### Given problem:
Copy every line of the records below word for word, without changing anything.

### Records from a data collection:
□ □ □ □

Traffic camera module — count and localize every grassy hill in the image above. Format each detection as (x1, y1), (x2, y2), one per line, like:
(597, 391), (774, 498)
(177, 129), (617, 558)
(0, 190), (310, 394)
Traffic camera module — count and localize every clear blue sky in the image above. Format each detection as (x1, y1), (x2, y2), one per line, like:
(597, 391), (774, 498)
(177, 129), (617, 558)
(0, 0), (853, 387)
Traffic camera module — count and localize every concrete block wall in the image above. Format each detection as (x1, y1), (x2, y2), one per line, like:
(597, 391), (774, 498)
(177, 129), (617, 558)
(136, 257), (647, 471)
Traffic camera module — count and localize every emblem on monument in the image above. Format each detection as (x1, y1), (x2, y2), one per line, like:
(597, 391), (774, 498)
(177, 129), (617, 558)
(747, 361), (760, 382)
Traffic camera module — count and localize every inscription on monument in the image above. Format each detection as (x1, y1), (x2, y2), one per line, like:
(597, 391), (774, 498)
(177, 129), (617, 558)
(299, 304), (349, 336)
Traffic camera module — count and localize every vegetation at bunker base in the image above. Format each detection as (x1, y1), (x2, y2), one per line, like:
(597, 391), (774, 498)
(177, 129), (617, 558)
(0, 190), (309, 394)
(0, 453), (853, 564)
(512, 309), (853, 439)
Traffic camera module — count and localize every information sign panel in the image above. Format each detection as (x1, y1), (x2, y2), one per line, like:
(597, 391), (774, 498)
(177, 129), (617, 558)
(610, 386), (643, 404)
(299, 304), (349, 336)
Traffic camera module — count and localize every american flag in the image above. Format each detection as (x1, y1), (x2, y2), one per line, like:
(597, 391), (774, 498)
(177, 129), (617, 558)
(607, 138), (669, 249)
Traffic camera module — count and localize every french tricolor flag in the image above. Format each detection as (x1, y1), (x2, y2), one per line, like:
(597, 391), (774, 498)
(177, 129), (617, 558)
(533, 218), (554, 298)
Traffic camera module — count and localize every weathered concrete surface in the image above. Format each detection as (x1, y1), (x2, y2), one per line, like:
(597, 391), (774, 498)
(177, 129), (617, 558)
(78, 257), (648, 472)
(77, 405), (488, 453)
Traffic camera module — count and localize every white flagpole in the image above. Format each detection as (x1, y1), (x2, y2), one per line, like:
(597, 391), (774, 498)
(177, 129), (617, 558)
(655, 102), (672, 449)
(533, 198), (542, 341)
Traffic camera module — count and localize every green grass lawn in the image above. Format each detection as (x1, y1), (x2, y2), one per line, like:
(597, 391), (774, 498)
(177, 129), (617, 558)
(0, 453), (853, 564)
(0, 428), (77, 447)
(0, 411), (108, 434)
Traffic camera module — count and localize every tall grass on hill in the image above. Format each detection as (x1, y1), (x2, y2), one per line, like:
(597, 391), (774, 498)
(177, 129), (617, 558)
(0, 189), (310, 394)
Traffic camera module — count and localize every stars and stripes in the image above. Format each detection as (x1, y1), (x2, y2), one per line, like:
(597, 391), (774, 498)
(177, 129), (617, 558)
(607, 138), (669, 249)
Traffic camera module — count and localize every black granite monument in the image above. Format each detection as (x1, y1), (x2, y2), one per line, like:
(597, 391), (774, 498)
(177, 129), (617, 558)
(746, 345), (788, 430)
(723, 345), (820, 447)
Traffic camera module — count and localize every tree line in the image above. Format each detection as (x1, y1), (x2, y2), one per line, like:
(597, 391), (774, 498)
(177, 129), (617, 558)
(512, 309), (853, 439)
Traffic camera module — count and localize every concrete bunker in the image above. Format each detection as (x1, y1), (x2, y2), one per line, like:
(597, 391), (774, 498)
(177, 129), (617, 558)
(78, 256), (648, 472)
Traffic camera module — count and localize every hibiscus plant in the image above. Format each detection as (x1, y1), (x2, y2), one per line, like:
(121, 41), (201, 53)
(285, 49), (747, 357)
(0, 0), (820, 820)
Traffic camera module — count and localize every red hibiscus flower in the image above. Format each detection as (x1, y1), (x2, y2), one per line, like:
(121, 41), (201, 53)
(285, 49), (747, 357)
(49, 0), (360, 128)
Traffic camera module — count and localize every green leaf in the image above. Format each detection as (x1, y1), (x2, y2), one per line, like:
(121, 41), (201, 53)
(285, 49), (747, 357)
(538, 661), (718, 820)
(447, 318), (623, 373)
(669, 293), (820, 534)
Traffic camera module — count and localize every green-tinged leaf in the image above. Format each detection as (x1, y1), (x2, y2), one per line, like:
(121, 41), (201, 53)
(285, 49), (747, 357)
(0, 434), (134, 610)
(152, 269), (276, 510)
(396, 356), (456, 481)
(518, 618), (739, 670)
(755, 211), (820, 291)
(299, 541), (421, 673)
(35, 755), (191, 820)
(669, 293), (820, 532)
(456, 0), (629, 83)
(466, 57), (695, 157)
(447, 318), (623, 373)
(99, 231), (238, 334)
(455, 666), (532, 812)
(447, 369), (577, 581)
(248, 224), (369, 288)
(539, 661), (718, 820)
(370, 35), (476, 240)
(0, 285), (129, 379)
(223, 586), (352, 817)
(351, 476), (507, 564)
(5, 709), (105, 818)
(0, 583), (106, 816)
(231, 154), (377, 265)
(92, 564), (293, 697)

□ □ □ □

### Written response:
Traffic camera module — count and localize every grassy hill in the image above. Format each detection as (x1, y1), (x2, y2), one per line, like:
(597, 391), (774, 498)
(177, 129), (617, 558)
(0, 190), (310, 394)
Traffic camera module — count and localize every clear blue sky in the image above. Format each detection as (x1, y1), (x2, y2), one per line, like:
(597, 391), (774, 498)
(177, 129), (617, 558)
(0, 0), (853, 387)
Traffic camera module — count and localize every concrete block wall in the image above. Format each detection as (x1, y1), (x2, y2), one per line, like:
(597, 391), (774, 498)
(177, 129), (617, 558)
(136, 257), (647, 471)
Traffic camera module — count and localize every emblem on monument in the image above. Format each detection as (x1, y1), (x2, y2), one per line, like:
(597, 391), (774, 498)
(177, 129), (617, 558)
(747, 361), (760, 382)
Traffic camera module — count and localize every inscription on monument in the image above. Format each detection as (x1, y1), (x2, y2), one per line, like:
(597, 391), (774, 498)
(177, 129), (617, 558)
(299, 304), (349, 336)
Traffic camera module — count and localize every vegetation at bunker base in the image above. Format each detection as (x1, y1), (x2, y2), one per line, like:
(597, 391), (774, 498)
(177, 129), (617, 558)
(0, 190), (309, 394)
(0, 453), (853, 564)
(512, 309), (853, 439)
Traffic camera module — count and localize every information sign panel in the image above. Format each detection as (x1, y1), (x2, y2), one per line, like:
(597, 391), (774, 498)
(177, 129), (617, 558)
(610, 386), (643, 404)
(299, 304), (349, 336)
Traffic camera module — count and localize every american flag in the image above. Format each detection as (x1, y1), (x2, y2), one per line, like:
(597, 391), (774, 498)
(177, 129), (617, 558)
(607, 138), (669, 249)
Traffic camera module — count and localize every french tricolor flag in the image above. Format each detection as (x1, y1), (x2, y2), one per line, like:
(597, 391), (774, 498)
(177, 129), (617, 558)
(533, 218), (554, 298)
Traffic camera module — count and localize every weathered concrete surface in the image above. Format each detection as (x1, y1), (x2, y2), one per line, like:
(597, 391), (774, 498)
(177, 129), (617, 558)
(78, 257), (648, 472)
(77, 405), (488, 453)
Traffic camera module — count and localize every white flagpole in the image above. Format each detection as (x1, y1), (x2, y2), one per line, like:
(597, 391), (774, 498)
(177, 129), (617, 558)
(655, 102), (672, 449)
(533, 198), (542, 341)
Traffic camera module — count and localize every green grass lawn in the image above. Format each detection as (x1, y1), (x2, y2), one per line, like:
(597, 391), (774, 498)
(177, 129), (617, 558)
(0, 453), (853, 564)
(0, 428), (77, 447)
(0, 411), (108, 434)
Traffic camera module — count and localize every tall grass on hill in the image above. Format each detection as (x1, y1), (x2, y2), one per line, like:
(597, 391), (774, 498)
(177, 129), (617, 558)
(0, 189), (310, 394)
Traffic camera module — count and localize every stars and stripes in the image above. Format each detection as (x1, y1), (x2, y2), one per line, like:
(597, 391), (774, 498)
(177, 129), (617, 558)
(607, 138), (669, 249)
Traffic camera module — count and localize every black granite monument in the image above. Format each detection as (x1, y1), (x2, y2), one per line, like:
(597, 391), (774, 498)
(177, 129), (617, 558)
(746, 345), (788, 430)
(723, 345), (820, 447)
Traffic camera module — count and localize every tree line in the image above. Format each detection as (x1, y1), (x2, y2), one per line, like:
(597, 391), (774, 498)
(177, 129), (617, 558)
(512, 309), (853, 439)
Traffic camera module — count and localize every concrete bunker in the image above. Format each detection as (x1, y1), (x2, y2), one per line, like:
(597, 391), (774, 498)
(177, 129), (617, 558)
(78, 256), (648, 472)
Traffic camera module — count and localize every hibiscus plant in the image above. Format each detection as (x1, y1), (x2, y2), one per line, like:
(121, 41), (201, 53)
(285, 49), (747, 357)
(0, 0), (820, 820)
Traffic camera module — count and localize every red hibiscus flower in the image above. Format each detection as (x1, y1), (x2, y2), one per line, like:
(121, 41), (201, 53)
(285, 49), (747, 357)
(49, 0), (360, 128)
Traffic camera module — count and localize every green leaf in the image above. Format each detection as (x1, y1), (x2, y2), one per line, like:
(121, 41), (201, 53)
(285, 49), (747, 357)
(538, 661), (718, 820)
(447, 318), (623, 373)
(669, 293), (820, 534)
Traffic camera module — count and localize every green-tinged leaf in the image above. Format each detection as (x1, y1), (x2, y2), one per line, like:
(121, 41), (201, 53)
(285, 49), (747, 357)
(0, 434), (134, 610)
(152, 269), (276, 510)
(396, 356), (456, 481)
(518, 618), (739, 670)
(755, 211), (820, 291)
(299, 541), (421, 673)
(35, 755), (191, 820)
(669, 293), (820, 532)
(456, 0), (629, 83)
(466, 57), (695, 157)
(447, 318), (623, 373)
(99, 231), (238, 334)
(455, 666), (532, 812)
(447, 369), (577, 581)
(248, 224), (369, 288)
(539, 661), (718, 820)
(370, 35), (476, 240)
(0, 285), (129, 379)
(223, 586), (352, 817)
(351, 476), (507, 564)
(5, 709), (105, 818)
(0, 583), (106, 816)
(231, 154), (377, 265)
(92, 564), (293, 697)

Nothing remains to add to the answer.